Source text
## START

As always, Huxtable recognizes architecture as a genuinely social art and considers everything from the skyline down to the crowded sidewalks. Appraising the 1950s building boom of high-rise office towers along stately Park Avenue, she admires the rational, austere beauty of Lever House (Gordon Bunshaft and Natalie de Blois of Skidmore, Owings & Merrill, 1950–1952) and the Seagram Building (Ludwig Mies van der Rohe and Philip C. Johnson; Kahn & Jacobs Associates, 1956–1958), and regrets the characterless and shoddy commercial imitations they spawned.
Huxtable, who died in 2013 at the age of ninety-one, admitted she’d never envisioned an era she dubbed “Skyscrapers Gone Wild” and the twenty-firstcentury race to “claim the slippery title of world’s highest and most ostentatiously vulgar building.” Her walking tours traverse the canyon-like streets of midtown—north from Forty-Second to Sixty-Sixth Street and east from Fifth to Second Avenue—an area now punctuated by wild vertiginous towers: to the west, One57, the “Billionaire Building” more than a thousand feet tall and notorious for its perilous crane collapse during Hurricane Sandy; and to the east, 432 Park Avenue, billed as “the tallest residential tower in the Western Hempishere,” a monolith by architect Rafael Viñoly, supposedly modeled on a 1905 trash can designed by Josef Hoffmann. Looking upward at these buildings is dizzying; they are like a nihilistic sci-fi vision of some inhuman metropolis. Huxtable’s fifty-five-year-old guidebook, however, offers a welcome alternative, a sort of sophisticated treasure map that can lead you to indomitable monuments and forgotten riches, while also disclosing plundered sites and ruthless destruction.
I’ve followed Huxtable’s walking tours into the sheltering terrazzo-paved plazas of corporate headquarters and down the avenues in search of extinct businesses—Bonnier’s Inc., purveyors of understated Scandinavian design; the Olivetti showroom, a luxe outpost for the visionary Italian manufacturer, publisher, design entrepreneur, and social reformer; and the Frank Lloyd Wright–designed automobile showroom, where new sedans were displayed on a spiraling ramp. Traversing midtown Manhattan, you experience a Rockefeller world: from Rockefeller Center, a city within a city, to the Museum of Modern Art (founded in 1929 by Abby Aldrich Rockefeller and two friends, all progressive and influential patrons of the arts). On Fifty-Fourth Street, directly behind MoMA, Huxtable points out the handsome Rockefeller Apartments (Harrison & Fouilhoux, 1936) featuring an undulating facade, floor-to-ceiling windows, and a central garden court. Further east at 242 East Fifty-Second there’s a serene little brick, glass, and steel town house, a former stable remodeled in 1950 by Philip Johnson for Blanchette Rockefeller as a guest house. Huxtable also commends the bright and spacious Park Avenue branch of Chase Manhattan Bank (Skidmore, Owings & Merrill, 1959); in 1959 Chase president David Rockefeller founded the bank’s ambitious art program, commissioning a Sam Francis mural for the Park Avenue building’s informal board room on the fourth floor and installing a twenty-foot Alexander Calder mobile on the second floor.

## END

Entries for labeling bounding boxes
## START

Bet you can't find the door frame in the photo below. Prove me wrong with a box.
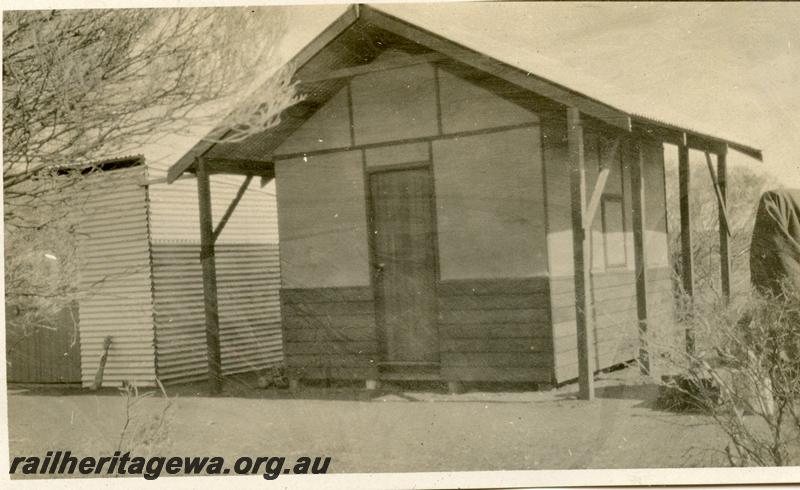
[362,155,442,367]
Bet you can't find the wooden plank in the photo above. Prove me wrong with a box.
[195,159,222,393]
[567,107,594,400]
[630,141,650,375]
[441,365,553,383]
[437,276,549,296]
[283,327,377,342]
[439,321,550,340]
[705,152,730,235]
[678,145,694,355]
[439,308,549,324]
[281,286,375,304]
[286,366,378,380]
[286,353,378,367]
[283,339,378,357]
[213,175,253,242]
[281,315,375,330]
[678,145,694,296]
[281,301,375,316]
[206,158,275,179]
[583,166,611,230]
[717,152,731,302]
[442,352,552,368]
[300,52,447,85]
[439,294,549,311]
[439,338,552,354]
[361,7,631,131]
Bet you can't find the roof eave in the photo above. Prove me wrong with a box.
[167,4,361,184]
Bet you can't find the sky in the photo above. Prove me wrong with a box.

## END

Tasks
• A. According to the architecture passage, in what year did Philip Johnson remodel the former stable at 242 East Fifty-Second Street?
• B. Quote the architecture passage starting at "As always, Huxtable" and ending at "imitations they spawned.".

Outputs by task
• A. 1950

• B.
As always, Huxtable recognizes architecture as a genuinely social art and considers everything from the skyline down to the crowded sidewalks. Appraising the 1950s building boom of high-rise office towers along stately Park Avenue, she admires the rational, austere beauty of Lever House (Gordon Bunshaft and Natalie de Blois of Skidmore, Owings & Merrill, 1950–1952) and the Seagram Building (Ludwig Mies van der Rohe and Philip C. Johnson; Kahn & Jacobs Associates, 1956–1958), and regrets the characterless and shoddy commercial imitations they spawned.